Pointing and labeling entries
....
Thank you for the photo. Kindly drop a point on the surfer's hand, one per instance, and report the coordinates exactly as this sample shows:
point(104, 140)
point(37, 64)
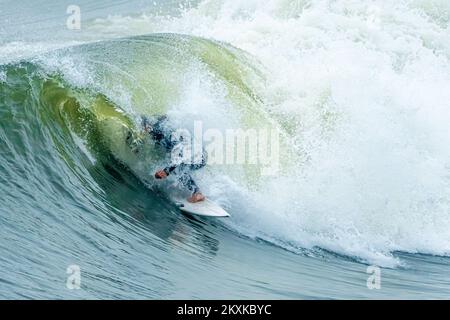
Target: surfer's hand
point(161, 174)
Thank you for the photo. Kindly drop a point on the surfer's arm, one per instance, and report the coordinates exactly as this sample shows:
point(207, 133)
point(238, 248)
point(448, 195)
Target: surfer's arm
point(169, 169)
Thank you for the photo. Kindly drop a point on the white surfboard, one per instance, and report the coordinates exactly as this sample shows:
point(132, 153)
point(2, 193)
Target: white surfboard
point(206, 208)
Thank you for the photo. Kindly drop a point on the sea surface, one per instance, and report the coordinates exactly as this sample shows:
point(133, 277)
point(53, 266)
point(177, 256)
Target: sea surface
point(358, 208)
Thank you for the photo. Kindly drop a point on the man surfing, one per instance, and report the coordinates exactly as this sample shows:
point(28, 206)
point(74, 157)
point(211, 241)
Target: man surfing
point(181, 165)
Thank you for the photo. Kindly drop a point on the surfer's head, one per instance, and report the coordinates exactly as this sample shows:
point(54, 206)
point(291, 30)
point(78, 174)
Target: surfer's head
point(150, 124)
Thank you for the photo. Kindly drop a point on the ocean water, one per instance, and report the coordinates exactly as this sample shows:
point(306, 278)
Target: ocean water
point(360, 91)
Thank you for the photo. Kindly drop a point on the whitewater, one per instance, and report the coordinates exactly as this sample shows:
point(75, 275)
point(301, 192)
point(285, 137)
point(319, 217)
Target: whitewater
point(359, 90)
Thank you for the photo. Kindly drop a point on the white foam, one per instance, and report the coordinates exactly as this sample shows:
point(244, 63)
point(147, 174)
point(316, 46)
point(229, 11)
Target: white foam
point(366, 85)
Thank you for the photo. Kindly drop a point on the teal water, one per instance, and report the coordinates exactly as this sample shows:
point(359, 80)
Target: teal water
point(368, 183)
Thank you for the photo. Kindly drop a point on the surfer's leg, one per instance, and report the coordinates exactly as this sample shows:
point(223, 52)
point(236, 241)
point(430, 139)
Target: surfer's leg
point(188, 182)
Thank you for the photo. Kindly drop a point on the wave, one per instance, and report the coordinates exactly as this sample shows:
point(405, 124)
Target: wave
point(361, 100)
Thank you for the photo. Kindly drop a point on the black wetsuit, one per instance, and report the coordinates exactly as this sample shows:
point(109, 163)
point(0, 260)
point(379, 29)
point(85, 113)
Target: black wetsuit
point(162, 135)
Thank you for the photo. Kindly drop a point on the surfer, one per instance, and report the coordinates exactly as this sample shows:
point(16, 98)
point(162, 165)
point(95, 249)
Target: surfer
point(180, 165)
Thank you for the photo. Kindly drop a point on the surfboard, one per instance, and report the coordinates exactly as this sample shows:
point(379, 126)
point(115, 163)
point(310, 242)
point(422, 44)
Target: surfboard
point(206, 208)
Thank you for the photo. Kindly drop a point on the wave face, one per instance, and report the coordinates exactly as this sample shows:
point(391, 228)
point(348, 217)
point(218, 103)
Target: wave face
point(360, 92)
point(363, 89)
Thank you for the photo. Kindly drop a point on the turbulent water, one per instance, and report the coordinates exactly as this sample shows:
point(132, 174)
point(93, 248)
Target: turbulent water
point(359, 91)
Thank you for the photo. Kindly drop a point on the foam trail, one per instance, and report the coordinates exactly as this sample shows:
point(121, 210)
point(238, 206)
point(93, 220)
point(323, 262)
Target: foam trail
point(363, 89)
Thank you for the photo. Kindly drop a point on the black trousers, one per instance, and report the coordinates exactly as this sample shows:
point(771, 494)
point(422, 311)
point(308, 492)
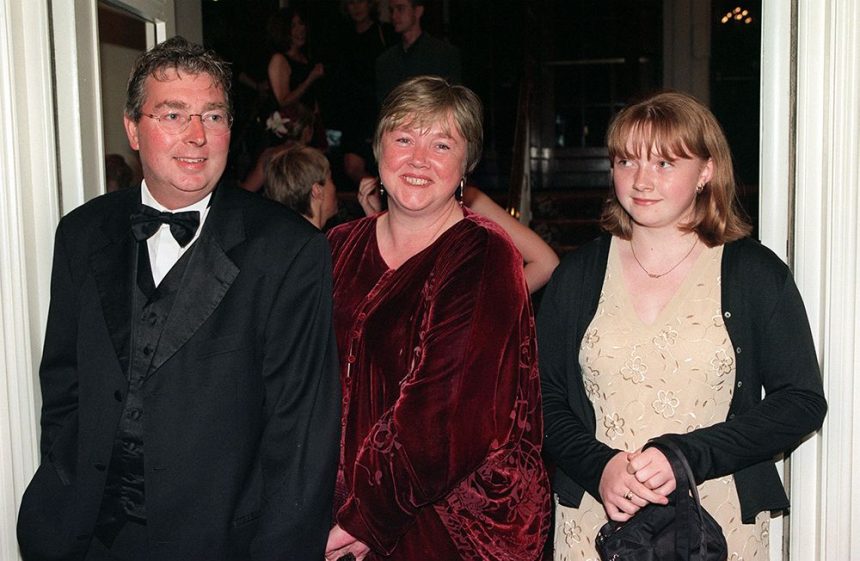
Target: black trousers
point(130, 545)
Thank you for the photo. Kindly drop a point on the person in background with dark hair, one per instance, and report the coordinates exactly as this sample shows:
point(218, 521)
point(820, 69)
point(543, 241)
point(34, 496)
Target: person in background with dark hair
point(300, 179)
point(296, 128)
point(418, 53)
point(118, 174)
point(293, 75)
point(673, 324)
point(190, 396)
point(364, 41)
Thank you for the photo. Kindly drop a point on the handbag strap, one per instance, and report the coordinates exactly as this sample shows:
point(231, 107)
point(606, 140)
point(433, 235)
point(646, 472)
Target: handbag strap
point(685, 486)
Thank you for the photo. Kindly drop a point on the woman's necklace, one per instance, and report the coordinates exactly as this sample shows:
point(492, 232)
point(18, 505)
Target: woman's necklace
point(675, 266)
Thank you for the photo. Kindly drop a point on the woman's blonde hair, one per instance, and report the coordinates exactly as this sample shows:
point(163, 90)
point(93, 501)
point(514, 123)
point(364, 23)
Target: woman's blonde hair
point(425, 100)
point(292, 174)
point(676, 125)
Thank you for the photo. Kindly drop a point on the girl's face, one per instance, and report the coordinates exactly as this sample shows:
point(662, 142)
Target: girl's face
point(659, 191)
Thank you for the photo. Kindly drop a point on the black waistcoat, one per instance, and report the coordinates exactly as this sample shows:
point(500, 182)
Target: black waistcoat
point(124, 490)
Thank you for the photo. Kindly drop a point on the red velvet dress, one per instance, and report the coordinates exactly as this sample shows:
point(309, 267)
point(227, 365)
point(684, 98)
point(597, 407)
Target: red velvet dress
....
* _STATED TASK_
Excluding the pictures, restate the records above word for word.

* _ANSWER TO THE EXERCISE_
Thank you for the photo. Kindly drop a point on the surfer's hand, one per instance, and report the coordinates exactly as this sample shows:
point(104, 140)
point(37, 64)
Target: surfer's hand
point(161, 174)
Thank you for the photo. Kindly drop a point on the surfer's arm, one per instance, and report the coordinates exactly as this sample shows:
point(207, 133)
point(238, 248)
point(448, 195)
Target: surfer's arm
point(169, 169)
Thank you for the photo. Kindly drop a point on the white surfboard, one per instance, and report the coordinates exactly as this sample shows:
point(132, 153)
point(2, 193)
Target: white surfboard
point(206, 208)
Thank you for the photo. Kindly drop a point on the sea surface, one per instance, and report the coordinates exactly as this sample shows:
point(133, 277)
point(53, 266)
point(177, 256)
Target: sea surface
point(358, 208)
Thank you for the photo. Kindly drop a point on the man surfing, one per instance, and report the coordinates exactly as this sample shows:
point(28, 206)
point(74, 157)
point(211, 241)
Target: man surfing
point(181, 165)
Thank you for the photo. Kindly drop a point on the surfer's head, one per instance, and report the coordinates exactly as this sample shows:
point(54, 206)
point(291, 30)
point(78, 174)
Target: surfer's head
point(150, 124)
Thank you for the photo. Kindly drop a point on the ocean water, one per instance, and report the coordinates exactly as this sample shows:
point(306, 278)
Target: ocean water
point(360, 91)
Thank you for the photo. Kindly drop a point on the whitewater, one per instance, and report the coordinates exactly as this sample shows:
point(75, 275)
point(301, 192)
point(285, 137)
point(319, 217)
Target: whitewater
point(359, 90)
Thank you for the photo. Kindly drop a point on the white foam, one per instance, and report the coordinates exactly as this sample shows:
point(244, 63)
point(147, 174)
point(316, 46)
point(229, 11)
Target: white foam
point(366, 85)
Thank you for the photo. Kindly drop a point on the teal water, one per instance, and report the coordinates exactly as this sample shows:
point(359, 80)
Target: teal water
point(368, 183)
Thank you for the photo. Kindly drop a point on the surfer's leg, one per instance, and report the coordinates exactly as this sample shows:
point(223, 52)
point(236, 241)
point(430, 139)
Target: surfer's leg
point(188, 182)
Thank you for the photo. Kindly drop a point on the wave, one per instance, and report the coordinates exactly as this sample shows:
point(405, 124)
Target: wave
point(361, 100)
Thank you for the photo. Kindly drop a point on the black wetsuit, one per instance, and report the coordinates exactly as this sample shows:
point(109, 163)
point(0, 260)
point(379, 29)
point(85, 113)
Target: black wetsuit
point(162, 135)
Thank you for the photo. Kindly drop a point on the surfer, one per instance, and report the coordinates exactly as this sample shows:
point(16, 98)
point(162, 165)
point(95, 249)
Target: surfer
point(180, 165)
Thank you for the photo. Kindly drop a point on the surfboard, one per instance, and report the coordinates exactly as this sample shows:
point(379, 126)
point(115, 163)
point(310, 242)
point(422, 44)
Target: surfboard
point(206, 208)
Thank you for the photo. Kindly drop a point on the wave face, one per instance, and report the coordinates exactly as this sample shows:
point(391, 228)
point(348, 217)
point(218, 103)
Target: wave face
point(360, 92)
point(363, 89)
Thank you for the photo. Kindly drop a point on the turbulent water, one per instance, and report the coordinates exactly as this sample shows:
point(132, 174)
point(93, 248)
Target: turbulent water
point(359, 91)
Thank you for the photo. Kindly drop a point on the foam trail, one per instance, and report the coordinates exactly as this sample shows:
point(121, 210)
point(238, 206)
point(93, 220)
point(323, 262)
Target: foam trail
point(363, 89)
Thank you for the photo. Kindly drop a point on the black trousers, one per instance, and report the coordinates exactly as this sample shows:
point(771, 494)
point(422, 311)
point(308, 492)
Target: black trousers
point(130, 545)
Thank you for the photo. Kindly drop a point on the person in background with dark hair, one per instance, and report the coordinates exactly as this sample shows:
point(218, 521)
point(820, 69)
point(543, 241)
point(34, 496)
Target: person in background with dark hair
point(300, 179)
point(296, 128)
point(418, 53)
point(118, 174)
point(293, 75)
point(673, 324)
point(190, 396)
point(364, 41)
Thank you for the photo. Kindly drop a point on the handbag strap, one per instance, and report the coordinates exactly as this sample shows:
point(231, 107)
point(606, 140)
point(433, 235)
point(646, 472)
Target: handbag strap
point(685, 486)
Thank you for the photo. Kindly drop a point on the woman's necklace, one per instance, and report the coordinates exactly as this sample shows:
point(492, 232)
point(18, 505)
Target: woman's necklace
point(675, 266)
Thank you for the photo. Kindly drop a point on the woman's blonde hair, one per instance, and report the coordinates exactly as this sample shows:
point(163, 90)
point(93, 501)
point(514, 123)
point(364, 23)
Target: woman's blonde hair
point(425, 100)
point(292, 174)
point(676, 125)
Thank you for the photo. Kindly drop a point on the girl's face, one per instance, and report the coordinates exactly as this sample shows:
point(662, 142)
Target: girl's face
point(659, 191)
Thank you for the photo. Kindly drop a point on the black waistcoat, one per instance, and report the coordinates exactly as this sample shows:
point(500, 182)
Target: black waistcoat
point(124, 490)
Thank you for the photo. Kindly drop a point on the red velvet dress, one per instance, and report the coordinates exactly as this sample shows:
point(309, 267)
point(227, 365)
point(684, 98)
point(597, 407)
Target: red velvet dress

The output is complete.